Work to complete:
Repeat every one of the items below verbatim, and omit the pictures from your answer.

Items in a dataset
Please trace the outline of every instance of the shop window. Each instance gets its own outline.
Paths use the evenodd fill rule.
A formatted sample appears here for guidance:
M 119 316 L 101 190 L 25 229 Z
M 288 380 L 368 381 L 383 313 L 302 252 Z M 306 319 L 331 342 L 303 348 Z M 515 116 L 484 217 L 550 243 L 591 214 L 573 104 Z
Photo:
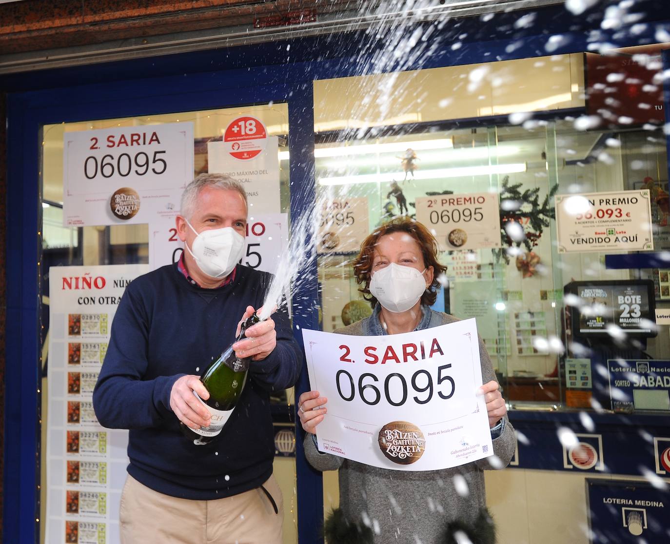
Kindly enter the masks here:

Exercise solution:
Please trace the outline of every instance of the shop window. Each instance gets its own outline.
Paths use the evenodd fill rule.
A formatted sample appears here for guidance:
M 119 316 L 101 190 L 25 229 Z
M 288 380 L 368 381 L 383 313 L 302 252 Z M 306 319 L 331 342 L 303 348 Z M 515 116 L 484 217 L 550 243 L 591 214 L 573 104 Z
Photo:
Kindly enter the masks here:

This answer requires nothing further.